• [Task]: Whenever the word "Target" appears in a line of the data below, copy that line.
»»
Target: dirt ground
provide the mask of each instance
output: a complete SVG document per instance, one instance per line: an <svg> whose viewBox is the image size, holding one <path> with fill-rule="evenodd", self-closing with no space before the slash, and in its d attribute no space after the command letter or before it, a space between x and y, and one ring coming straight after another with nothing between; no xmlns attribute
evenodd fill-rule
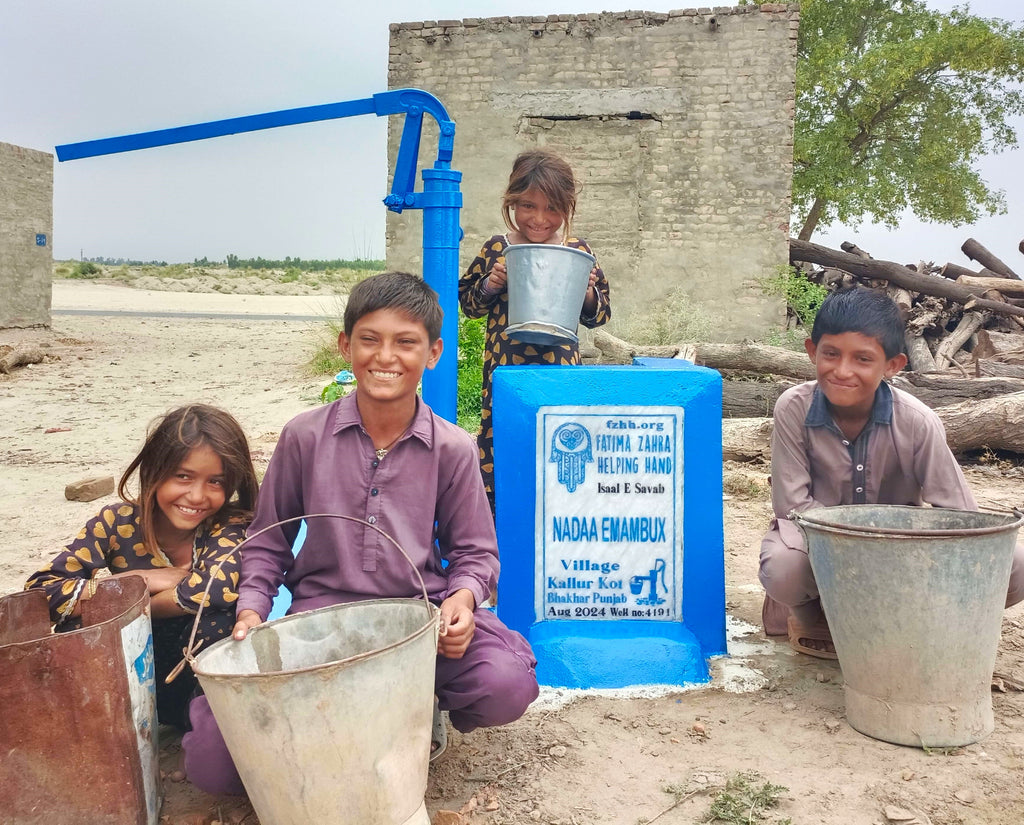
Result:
««
»»
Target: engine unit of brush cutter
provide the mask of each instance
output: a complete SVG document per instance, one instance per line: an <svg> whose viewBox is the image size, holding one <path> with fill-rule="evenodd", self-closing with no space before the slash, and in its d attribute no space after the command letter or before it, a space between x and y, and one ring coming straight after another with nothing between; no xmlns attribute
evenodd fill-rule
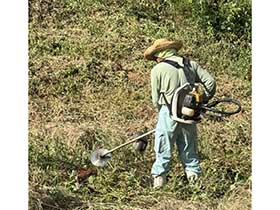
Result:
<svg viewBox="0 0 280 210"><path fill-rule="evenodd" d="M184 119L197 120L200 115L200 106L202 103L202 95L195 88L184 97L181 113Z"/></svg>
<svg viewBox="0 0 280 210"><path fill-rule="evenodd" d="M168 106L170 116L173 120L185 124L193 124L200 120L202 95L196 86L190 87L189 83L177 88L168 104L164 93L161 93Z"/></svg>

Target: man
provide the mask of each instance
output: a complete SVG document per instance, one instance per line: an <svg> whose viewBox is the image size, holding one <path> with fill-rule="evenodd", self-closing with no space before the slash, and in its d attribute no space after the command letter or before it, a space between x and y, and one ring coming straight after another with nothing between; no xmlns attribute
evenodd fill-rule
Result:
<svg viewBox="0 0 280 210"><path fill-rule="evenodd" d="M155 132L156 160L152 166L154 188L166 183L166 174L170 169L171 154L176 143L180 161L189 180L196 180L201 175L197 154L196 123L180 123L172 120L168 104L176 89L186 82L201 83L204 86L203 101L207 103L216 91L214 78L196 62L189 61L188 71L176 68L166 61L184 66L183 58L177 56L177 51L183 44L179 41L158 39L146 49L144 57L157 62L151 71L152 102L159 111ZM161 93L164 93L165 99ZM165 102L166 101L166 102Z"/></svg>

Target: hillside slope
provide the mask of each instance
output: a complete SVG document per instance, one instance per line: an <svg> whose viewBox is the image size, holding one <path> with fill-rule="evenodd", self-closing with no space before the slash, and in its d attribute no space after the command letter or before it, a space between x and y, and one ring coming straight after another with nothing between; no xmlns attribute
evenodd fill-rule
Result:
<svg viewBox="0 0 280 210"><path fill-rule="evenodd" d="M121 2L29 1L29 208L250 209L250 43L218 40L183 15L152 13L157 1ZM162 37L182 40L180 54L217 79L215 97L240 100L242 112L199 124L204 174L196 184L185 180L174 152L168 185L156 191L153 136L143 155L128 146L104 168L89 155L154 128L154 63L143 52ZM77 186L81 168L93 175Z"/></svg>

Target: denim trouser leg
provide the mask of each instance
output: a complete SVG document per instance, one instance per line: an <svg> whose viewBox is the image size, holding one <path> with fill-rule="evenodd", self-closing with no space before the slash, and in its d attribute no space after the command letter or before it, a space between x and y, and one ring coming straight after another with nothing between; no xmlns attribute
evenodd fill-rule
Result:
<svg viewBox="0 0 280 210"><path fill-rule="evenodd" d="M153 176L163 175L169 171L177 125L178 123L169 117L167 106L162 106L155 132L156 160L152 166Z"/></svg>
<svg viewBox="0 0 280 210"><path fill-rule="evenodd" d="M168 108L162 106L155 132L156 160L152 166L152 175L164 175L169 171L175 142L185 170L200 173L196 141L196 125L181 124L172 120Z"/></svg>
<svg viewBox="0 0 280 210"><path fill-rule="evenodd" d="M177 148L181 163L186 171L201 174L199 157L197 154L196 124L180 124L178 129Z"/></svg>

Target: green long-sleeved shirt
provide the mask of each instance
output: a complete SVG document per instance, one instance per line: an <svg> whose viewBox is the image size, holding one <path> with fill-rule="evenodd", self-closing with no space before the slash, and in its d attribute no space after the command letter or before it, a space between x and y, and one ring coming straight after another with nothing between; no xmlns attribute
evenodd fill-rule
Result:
««
»»
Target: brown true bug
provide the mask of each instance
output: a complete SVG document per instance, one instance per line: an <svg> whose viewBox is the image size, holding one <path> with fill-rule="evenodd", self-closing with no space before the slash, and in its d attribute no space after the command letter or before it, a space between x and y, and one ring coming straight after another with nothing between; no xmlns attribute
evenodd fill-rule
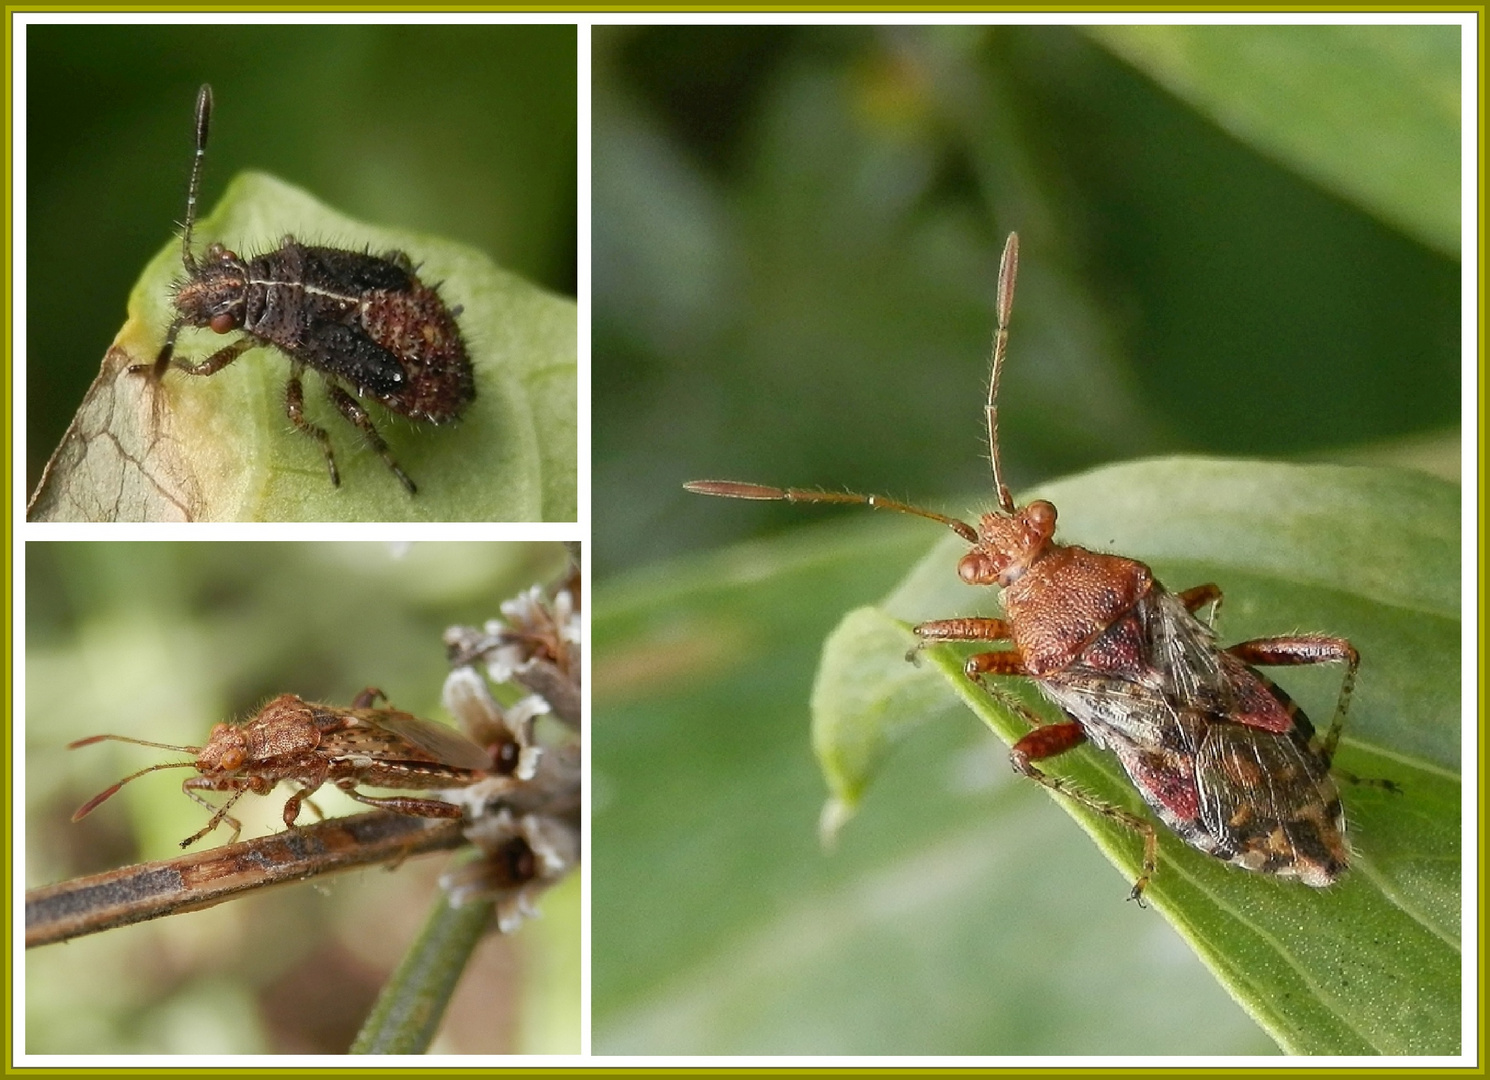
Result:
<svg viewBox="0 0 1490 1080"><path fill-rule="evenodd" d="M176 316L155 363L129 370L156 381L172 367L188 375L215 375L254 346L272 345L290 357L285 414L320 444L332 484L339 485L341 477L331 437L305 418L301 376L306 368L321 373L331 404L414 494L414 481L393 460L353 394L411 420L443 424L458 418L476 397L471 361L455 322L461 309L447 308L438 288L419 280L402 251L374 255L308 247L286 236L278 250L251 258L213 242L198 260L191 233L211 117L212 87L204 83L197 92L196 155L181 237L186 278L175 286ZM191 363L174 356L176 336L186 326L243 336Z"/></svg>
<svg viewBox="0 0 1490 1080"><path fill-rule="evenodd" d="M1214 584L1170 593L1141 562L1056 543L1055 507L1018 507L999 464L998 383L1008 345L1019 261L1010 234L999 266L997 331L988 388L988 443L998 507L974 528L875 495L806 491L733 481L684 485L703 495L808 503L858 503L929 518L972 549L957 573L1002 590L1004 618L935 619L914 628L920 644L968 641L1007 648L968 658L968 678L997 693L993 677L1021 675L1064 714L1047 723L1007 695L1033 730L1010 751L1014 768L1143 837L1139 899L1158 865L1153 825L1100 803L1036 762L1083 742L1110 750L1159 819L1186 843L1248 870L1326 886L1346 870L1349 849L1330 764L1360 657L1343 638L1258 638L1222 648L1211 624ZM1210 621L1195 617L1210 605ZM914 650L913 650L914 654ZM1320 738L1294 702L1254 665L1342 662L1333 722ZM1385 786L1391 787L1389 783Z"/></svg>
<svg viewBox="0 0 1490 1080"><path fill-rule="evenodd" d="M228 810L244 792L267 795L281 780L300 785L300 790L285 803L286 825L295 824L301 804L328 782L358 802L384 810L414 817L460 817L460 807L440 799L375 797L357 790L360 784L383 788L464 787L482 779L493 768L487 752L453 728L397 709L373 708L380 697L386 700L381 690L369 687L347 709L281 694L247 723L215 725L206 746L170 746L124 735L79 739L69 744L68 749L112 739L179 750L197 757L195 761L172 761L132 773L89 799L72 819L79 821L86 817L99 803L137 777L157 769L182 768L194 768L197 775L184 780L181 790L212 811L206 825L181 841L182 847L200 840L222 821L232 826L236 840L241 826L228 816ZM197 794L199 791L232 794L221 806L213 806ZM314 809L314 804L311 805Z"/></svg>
««
• [Result of the exercise]:
Target: dirt ground
Target: engine unit of brush cutter
Target: man
Target: hillside slope
Target: denim trouser leg
Target: green long-sleeved shirt
Target: brown true bug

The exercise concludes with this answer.